Dataset excerpts:
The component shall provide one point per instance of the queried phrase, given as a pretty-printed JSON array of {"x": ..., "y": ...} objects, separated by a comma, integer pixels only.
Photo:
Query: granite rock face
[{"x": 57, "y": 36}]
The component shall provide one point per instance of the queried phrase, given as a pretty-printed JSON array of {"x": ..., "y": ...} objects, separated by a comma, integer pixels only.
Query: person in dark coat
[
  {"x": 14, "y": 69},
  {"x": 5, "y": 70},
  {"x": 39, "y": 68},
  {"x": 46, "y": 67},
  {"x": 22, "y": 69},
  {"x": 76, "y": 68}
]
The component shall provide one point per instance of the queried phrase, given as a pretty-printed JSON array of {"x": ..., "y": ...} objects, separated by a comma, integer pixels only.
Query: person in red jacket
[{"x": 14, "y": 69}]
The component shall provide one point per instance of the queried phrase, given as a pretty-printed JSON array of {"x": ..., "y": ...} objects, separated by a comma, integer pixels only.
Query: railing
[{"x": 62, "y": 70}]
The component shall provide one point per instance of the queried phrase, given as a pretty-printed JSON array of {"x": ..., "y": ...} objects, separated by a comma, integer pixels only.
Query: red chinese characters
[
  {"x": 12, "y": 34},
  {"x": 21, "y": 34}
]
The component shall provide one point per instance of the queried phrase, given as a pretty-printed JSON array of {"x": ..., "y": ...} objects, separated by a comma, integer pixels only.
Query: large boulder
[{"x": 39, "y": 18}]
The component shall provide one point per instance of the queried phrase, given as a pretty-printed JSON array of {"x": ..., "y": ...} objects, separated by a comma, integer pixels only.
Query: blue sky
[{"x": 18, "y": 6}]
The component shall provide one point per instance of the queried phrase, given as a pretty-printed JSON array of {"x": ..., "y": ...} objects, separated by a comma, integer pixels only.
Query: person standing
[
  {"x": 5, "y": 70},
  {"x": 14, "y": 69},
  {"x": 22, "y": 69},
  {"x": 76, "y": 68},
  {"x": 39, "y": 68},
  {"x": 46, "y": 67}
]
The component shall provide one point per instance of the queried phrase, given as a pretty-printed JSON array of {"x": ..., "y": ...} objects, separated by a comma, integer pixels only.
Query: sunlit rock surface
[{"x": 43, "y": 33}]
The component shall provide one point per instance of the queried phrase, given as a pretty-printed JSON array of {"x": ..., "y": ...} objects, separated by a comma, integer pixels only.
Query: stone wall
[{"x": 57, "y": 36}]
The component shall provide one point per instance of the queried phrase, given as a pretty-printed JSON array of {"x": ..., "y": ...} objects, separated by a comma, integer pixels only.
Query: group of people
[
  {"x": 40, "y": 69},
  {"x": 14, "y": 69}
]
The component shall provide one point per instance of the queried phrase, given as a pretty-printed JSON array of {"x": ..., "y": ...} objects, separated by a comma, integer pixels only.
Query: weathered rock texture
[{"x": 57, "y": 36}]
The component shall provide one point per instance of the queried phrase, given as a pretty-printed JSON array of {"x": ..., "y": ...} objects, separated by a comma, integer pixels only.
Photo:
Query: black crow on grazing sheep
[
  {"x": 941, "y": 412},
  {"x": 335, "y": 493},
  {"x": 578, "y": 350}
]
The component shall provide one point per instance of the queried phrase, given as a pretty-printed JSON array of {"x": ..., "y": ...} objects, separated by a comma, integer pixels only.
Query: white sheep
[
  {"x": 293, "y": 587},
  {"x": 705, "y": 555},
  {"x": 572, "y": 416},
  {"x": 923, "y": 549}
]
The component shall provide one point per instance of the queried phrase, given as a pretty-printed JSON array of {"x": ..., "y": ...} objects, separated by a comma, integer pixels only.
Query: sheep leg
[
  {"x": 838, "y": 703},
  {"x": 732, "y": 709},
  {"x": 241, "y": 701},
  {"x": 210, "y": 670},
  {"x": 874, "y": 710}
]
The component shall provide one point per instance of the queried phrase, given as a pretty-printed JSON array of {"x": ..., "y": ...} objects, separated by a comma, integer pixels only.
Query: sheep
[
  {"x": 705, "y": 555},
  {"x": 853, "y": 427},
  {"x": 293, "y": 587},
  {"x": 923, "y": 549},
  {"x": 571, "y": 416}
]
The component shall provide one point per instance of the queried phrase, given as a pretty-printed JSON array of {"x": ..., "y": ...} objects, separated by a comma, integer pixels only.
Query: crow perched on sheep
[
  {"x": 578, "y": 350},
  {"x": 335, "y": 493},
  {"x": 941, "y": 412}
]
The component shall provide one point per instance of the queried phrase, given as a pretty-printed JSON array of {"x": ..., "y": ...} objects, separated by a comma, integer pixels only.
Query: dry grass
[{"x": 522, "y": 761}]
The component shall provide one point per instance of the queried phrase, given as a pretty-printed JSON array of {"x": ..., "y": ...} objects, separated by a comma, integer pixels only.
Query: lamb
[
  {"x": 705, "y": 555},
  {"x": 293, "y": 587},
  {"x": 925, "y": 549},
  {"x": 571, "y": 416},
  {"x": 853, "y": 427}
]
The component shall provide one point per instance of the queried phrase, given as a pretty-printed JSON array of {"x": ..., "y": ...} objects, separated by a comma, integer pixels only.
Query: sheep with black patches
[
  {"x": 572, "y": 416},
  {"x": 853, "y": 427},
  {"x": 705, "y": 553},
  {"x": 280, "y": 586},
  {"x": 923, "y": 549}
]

§ Goal of the exercise
Could you please repeat the data exactly as given?

§ Exercise output
The component shall provide one point per instance of the queried phrase, given as a pretty-printed JSON array of {"x": ..., "y": ...} objects, separated by a comma, integer pixels only.
Photo:
Query: granite rock face
[{"x": 57, "y": 36}]
The component shall provide one point per instance of the queried phrase, given as a pretty-printed JSON array of {"x": ..., "y": ...} objects, separated by a comma, integer pixels only.
Query: person in dark coat
[
  {"x": 14, "y": 69},
  {"x": 5, "y": 70},
  {"x": 39, "y": 68},
  {"x": 46, "y": 67},
  {"x": 22, "y": 69},
  {"x": 76, "y": 68}
]
The component shall provide one point per instance of the queried phrase, given as a pretty-printed JSON array of {"x": ..., "y": ...} objects, separated by a comma, integer pixels only.
Query: person in red jacket
[{"x": 14, "y": 69}]
The component shall provide one point per instance of the queried phrase, given as a pretty-printed JSON array of {"x": ..., "y": ...} objects, separated by a comma, integer pixels only.
Query: railing
[{"x": 62, "y": 70}]
The component shall provide one point per instance of the queried phrase, given as a pretty-printed JSON array of {"x": ..., "y": ...} objects, separated by a comma, integer pixels only.
Query: red chinese characters
[
  {"x": 12, "y": 34},
  {"x": 21, "y": 34}
]
The component shall provide one point per instance of the queried phrase, given as a pretty-printed JSON array of {"x": ..., "y": ...} objects, separated by a comma, integer pixels only.
Query: large boulder
[{"x": 39, "y": 18}]
The component shall provide one point per instance of the queried phrase, given as a pretty-printed JSON array of {"x": ..., "y": ...} objects, separated by a comma, integer pixels only.
Query: blue sky
[{"x": 18, "y": 6}]
The component shall provide one point per instance of the queried phrase, given as a pretty-printed JSON array of {"x": ..., "y": ...} objects, separated by a comma, integer pixels only.
Query: person standing
[
  {"x": 5, "y": 70},
  {"x": 14, "y": 69},
  {"x": 22, "y": 69},
  {"x": 76, "y": 68},
  {"x": 39, "y": 68},
  {"x": 46, "y": 67}
]
The component shall provide one point per instance of the queried phrase, given as a pretty-printed JSON array of {"x": ..., "y": ...} objects, separated by a comma, integer pixels only.
Query: sunlit rock surface
[{"x": 43, "y": 33}]
The component shall provide one point per instance of the queried phrase, given as a pretty-printed JSON array of {"x": ..., "y": ...} objects, separated by a comma, integer pixels only.
Query: stone wall
[{"x": 57, "y": 36}]
The component shall provide one point per instance of the queried phrase, given as a pretty-printed JSON array of {"x": ..., "y": ...} objects, separated by a comma, integer pixels only.
Query: group of people
[
  {"x": 40, "y": 69},
  {"x": 14, "y": 69}
]
The component shall provide one point per instance of the queried phrase, given as a pretty-printed JSON array of {"x": ..., "y": ...} objects, separated by a comma, integer pixels only.
Query: weathered rock texture
[{"x": 57, "y": 36}]
The component shall provide one point per instance of the queried phrase, given as a pretty-printed JSON array of {"x": ..., "y": ...} objects, separated by a comma, integer pixels only.
Photo:
Query: black crow on grazing sheep
[
  {"x": 941, "y": 412},
  {"x": 335, "y": 493},
  {"x": 578, "y": 350}
]
The component shall provide one point per instance of the queried phrase, given as a pretty-printed JSON array of {"x": ..., "y": ...} objects, separated by a comma, integer pixels only.
Query: white sheep
[
  {"x": 293, "y": 587},
  {"x": 705, "y": 555},
  {"x": 572, "y": 416},
  {"x": 923, "y": 549}
]
The component shall provide one point per instance of the queried phrase, given as a pretty-printed JSON array of {"x": ..., "y": ...} objects, separated by a comma, integer pixels only.
Query: sheep leg
[
  {"x": 838, "y": 703},
  {"x": 732, "y": 709},
  {"x": 241, "y": 701},
  {"x": 210, "y": 670},
  {"x": 874, "y": 710}
]
The component shall provide one point per instance of the queried phrase, given as a pretty-printed JSON array of {"x": ..., "y": ...} objects, separated by a comma, integer pixels only.
Query: sheep
[
  {"x": 705, "y": 555},
  {"x": 853, "y": 427},
  {"x": 293, "y": 587},
  {"x": 923, "y": 549},
  {"x": 571, "y": 416}
]
The component shall provide one point per instance of the queried phrase, given as a pretty-printed JSON array of {"x": ..., "y": ...} objects, separated by a comma, integer pixels only.
Query: crow perched on sheep
[
  {"x": 578, "y": 350},
  {"x": 335, "y": 493},
  {"x": 941, "y": 412}
]
The component shall provide one point per instance of the queried phrase, given as a pretty-printed JSON array of {"x": ..., "y": ...} objects, separated by a comma, integer pixels only.
Query: dry grass
[{"x": 522, "y": 761}]
The component shall provide one point per instance of the queried phrase, given as a pretty-printed JSON array of {"x": ..., "y": ...} objects, separated by a comma, integer pixels only.
Query: lamb
[
  {"x": 705, "y": 555},
  {"x": 293, "y": 587},
  {"x": 925, "y": 549},
  {"x": 571, "y": 416},
  {"x": 853, "y": 427}
]
The component shall provide one point per instance of the queried phrase, given as a pretty-printed JSON array of {"x": ..., "y": ...} objects, separated by a comma, integer pixels only.
Query: sheep with black patches
[
  {"x": 572, "y": 416},
  {"x": 853, "y": 427},
  {"x": 705, "y": 553},
  {"x": 280, "y": 586},
  {"x": 923, "y": 549}
]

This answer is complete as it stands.